>> BEGIN Provided data
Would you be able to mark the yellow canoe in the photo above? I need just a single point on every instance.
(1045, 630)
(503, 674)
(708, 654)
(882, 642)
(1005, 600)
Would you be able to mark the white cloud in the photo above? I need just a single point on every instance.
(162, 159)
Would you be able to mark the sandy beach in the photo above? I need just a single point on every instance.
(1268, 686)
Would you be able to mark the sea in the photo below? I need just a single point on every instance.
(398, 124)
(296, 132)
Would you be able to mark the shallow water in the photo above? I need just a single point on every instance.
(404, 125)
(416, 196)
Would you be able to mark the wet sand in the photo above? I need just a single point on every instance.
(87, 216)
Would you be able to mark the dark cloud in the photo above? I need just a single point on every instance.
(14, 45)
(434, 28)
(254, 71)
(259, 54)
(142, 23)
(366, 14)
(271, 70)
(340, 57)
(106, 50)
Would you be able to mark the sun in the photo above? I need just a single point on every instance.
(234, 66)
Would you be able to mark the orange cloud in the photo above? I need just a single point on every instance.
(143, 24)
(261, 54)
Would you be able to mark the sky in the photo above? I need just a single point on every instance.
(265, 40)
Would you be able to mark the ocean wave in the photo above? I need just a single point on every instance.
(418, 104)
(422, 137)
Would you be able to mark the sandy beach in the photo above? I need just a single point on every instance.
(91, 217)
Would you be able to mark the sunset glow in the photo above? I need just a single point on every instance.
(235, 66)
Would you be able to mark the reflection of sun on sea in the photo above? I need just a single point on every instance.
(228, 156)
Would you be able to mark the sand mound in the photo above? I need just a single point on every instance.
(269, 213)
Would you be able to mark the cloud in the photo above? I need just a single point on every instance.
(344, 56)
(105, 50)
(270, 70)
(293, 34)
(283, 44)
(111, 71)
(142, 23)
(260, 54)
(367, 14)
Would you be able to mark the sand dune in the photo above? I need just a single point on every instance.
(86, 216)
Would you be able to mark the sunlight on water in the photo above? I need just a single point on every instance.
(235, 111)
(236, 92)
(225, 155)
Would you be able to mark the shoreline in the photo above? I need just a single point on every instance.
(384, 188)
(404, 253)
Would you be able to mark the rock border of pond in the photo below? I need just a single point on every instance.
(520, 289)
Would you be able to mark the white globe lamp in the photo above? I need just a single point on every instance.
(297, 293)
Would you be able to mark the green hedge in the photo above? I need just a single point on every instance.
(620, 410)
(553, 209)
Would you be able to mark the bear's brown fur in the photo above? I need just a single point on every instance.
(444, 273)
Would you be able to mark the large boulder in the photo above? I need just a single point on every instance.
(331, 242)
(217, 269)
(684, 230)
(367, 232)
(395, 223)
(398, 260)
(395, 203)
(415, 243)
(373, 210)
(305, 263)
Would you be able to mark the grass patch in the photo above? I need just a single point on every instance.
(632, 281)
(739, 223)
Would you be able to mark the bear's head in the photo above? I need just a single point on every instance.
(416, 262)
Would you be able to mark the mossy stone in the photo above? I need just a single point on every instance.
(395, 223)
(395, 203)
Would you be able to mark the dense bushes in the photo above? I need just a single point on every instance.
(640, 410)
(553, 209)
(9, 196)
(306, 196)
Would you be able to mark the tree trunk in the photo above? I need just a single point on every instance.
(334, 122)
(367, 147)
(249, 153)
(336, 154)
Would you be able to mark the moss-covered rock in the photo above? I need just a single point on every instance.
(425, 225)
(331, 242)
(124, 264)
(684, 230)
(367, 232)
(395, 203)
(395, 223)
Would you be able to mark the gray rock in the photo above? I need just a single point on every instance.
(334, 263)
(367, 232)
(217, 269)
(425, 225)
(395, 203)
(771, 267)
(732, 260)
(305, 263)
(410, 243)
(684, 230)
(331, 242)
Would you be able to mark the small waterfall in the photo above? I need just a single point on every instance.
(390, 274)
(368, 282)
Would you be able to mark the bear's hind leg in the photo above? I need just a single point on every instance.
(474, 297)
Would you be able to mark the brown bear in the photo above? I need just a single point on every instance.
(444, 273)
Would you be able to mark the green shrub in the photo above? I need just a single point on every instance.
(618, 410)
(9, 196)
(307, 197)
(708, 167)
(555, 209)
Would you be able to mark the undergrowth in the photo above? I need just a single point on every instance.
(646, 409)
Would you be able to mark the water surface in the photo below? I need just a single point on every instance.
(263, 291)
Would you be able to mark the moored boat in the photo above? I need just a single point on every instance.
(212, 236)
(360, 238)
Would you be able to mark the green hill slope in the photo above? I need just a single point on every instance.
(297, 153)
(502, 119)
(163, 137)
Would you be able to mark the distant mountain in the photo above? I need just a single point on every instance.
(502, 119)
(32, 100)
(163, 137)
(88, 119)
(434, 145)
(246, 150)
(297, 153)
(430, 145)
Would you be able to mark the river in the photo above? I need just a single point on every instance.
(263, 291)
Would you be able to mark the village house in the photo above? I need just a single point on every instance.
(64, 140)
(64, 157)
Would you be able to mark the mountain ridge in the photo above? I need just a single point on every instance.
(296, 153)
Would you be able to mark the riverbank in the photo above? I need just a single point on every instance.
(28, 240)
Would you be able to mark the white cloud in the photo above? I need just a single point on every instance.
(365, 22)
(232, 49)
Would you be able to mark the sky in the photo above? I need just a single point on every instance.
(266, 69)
>> END Provided data
*Goal of the exercise:* Reproduce the data from the line containing "Would you be able to mark the moored" down to the end, replacing "instance" with "occurrence" and leaving everything else unchanged.

*Exercise result:*
Would you be able to mark the moored boat in the photo above? I need just a single point on every occurrence.
(212, 236)
(360, 238)
Would you be able to mark the green hill slope in the photo above? I need just a single point on every occurrence.
(297, 153)
(502, 119)
(163, 137)
Would you be able to mark the distant mountain in the photo above? I need just a single point on every occurrence.
(502, 119)
(32, 100)
(163, 137)
(88, 119)
(434, 145)
(246, 150)
(297, 153)
(430, 145)
Would you be able to mark the river in the photo above? I need just a single point on every occurrence.
(263, 291)
Would you be able to mark the village house in the photo above? I need just a single point on every occurrence.
(64, 140)
(64, 157)
Would you be able to mark the mountain ridge in the photo above? I need just a single point on every occurrence.
(296, 153)
Would you be able to mark the riverbank in the photo above? I need just a single point on every occurrence.
(28, 240)
Would you be able to mark the white cloud in the photo above? I need just a single point on every occurrence.
(365, 22)
(232, 49)
Would you be able to mark the sky in the photo above? I need just a single point on every occurrence.
(266, 69)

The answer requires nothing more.